» Article
#####

Banking





Bank is a financial intermediary. It is a deposit-taking institution who acts as a repository for money deposited by other economic agents. Each country has a state owned Central Bank to regulate the banking system.
Commercial Banks 
Commercial Banks accept deposits of money for safekeeping and provide them with a payment transmission service (cheques), together with saving and loan facilities. 

Functions of Commercial Banks 

1. Accepting Deposits 
Bank deposits are of two types. 

a) Sight deposits/ Demand deposits/ Current Account deposits 
·         It is withdrawable on demand 
·         It is used to finance day-to-day transactions 
·         It can be used to make regular payments 
·         Most banks now pay interest on outstanding current account balance 
b) Time deposits/ Fixed deposits/ Deposit Accounts 
·         It is not withdrawable on demand 
·         It requires notice of withdrawal 
·         It is usually used to finance irregular one-off payments 
·         It gets interest in return 
·         It is deposited for a fixed period of time 
·         It provides the bank with a more stable financial base 
2. Making Payments 
Current Account holders have access to the following payment making services. 
·         Cheque System :
·         Standing Orders: It is an instruction given to the bank to make regular payments of fixed amounts. For example; rent. 
·         Direct Debits: It is an instruction given to the bank to make regular payments but varying amounts. Electricity, Gas, Telephone bills are examples. 
·         Bank Giro Credit: It enables to use only one cheque to pay several bills. 
·         Credit Cards: It helps the cardholders to buy goods and services from those shops who have joined the scheme. 
·         Cash Dispensers / ATM card: It enables the cardholder to get cash from the machine set outside walls of certain banks. It provides customers with 24 hours service in supplying cash. Each customer is given a secret code number and a plastic card which can be used to obtain cash up to an agreed limit. 
·         Travelers Cheque and Foreign Currency: Those traveling abroad and households and firms making payments to other countries can use travelers cheque. 
3. Advancing Loans 
Lending money is the most profitable activity of commercial banks. Interest charged on money lent is the source of their income. 

a) Bank Loans 
  • Commercial banks provide short-term and long-term loans 
  • It is not necessary to be an accountholder 
  • Borrowers pay interest on the amount borrowed 
b) Bank Overdrafts 
  • It is provided only to current accountholders 
  • The accountholder is entitled to overdraw an agreed amount 
  • Interest is charged only on the amount overdrawn 
4. Other Services 
Commercial Banks also provide the following services; 
  • Advice on investment 
  • Acting as Executors of will 
  • Insurance Service 
  • Unit Trust investment 
  • Share purchase and sales etc.

#####

» Records shown
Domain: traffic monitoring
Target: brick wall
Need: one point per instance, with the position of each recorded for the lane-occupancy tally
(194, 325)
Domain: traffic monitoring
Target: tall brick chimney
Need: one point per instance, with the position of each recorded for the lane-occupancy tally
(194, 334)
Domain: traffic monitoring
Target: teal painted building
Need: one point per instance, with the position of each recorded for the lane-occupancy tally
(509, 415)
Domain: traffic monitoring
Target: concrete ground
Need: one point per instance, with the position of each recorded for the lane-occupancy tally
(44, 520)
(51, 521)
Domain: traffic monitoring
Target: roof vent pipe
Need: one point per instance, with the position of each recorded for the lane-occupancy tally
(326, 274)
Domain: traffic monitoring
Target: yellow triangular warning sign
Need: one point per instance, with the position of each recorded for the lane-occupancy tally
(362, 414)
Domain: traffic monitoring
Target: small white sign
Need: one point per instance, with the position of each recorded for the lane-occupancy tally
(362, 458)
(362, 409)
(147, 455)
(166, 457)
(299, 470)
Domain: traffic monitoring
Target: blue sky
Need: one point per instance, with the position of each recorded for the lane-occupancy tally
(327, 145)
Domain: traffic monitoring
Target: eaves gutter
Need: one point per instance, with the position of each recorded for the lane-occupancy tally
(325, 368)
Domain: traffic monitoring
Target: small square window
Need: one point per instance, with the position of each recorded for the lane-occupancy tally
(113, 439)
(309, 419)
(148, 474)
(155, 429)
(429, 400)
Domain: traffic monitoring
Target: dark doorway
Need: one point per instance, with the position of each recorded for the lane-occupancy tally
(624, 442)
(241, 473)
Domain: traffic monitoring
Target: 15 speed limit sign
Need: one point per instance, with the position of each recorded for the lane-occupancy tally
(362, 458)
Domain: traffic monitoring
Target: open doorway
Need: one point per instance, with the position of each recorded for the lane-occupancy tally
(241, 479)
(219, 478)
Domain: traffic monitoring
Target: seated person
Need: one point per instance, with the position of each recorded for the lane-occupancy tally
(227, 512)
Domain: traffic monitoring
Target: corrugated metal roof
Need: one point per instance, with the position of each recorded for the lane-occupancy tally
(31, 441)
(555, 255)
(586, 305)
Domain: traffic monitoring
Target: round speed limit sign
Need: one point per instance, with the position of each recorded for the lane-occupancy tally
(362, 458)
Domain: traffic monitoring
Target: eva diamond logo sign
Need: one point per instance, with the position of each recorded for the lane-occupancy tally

#####

» Instructions
- 1) Write out everything in the banking text from "Bank is a financial" down to "of two types.".
- 2) According to the banking text, who can get a bank overdraft?
You won't need the items for any of this.

» Task responses
- 1)
Bank is a financial intermediary. It is a deposit-taking institution who acts as a repository for money deposited by other economic agents. Each country has a state owned Central Bank to regulate the banking system.
Commercial Banks 
Commercial Banks accept deposits of money for safekeeping and provide them with a payment transmission service (cheques), together with saving and loan facilities. 

Functions of Commercial Banks 

1. Accepting Deposits 
Bank deposits are of two types.

- 2) Only current accountholders.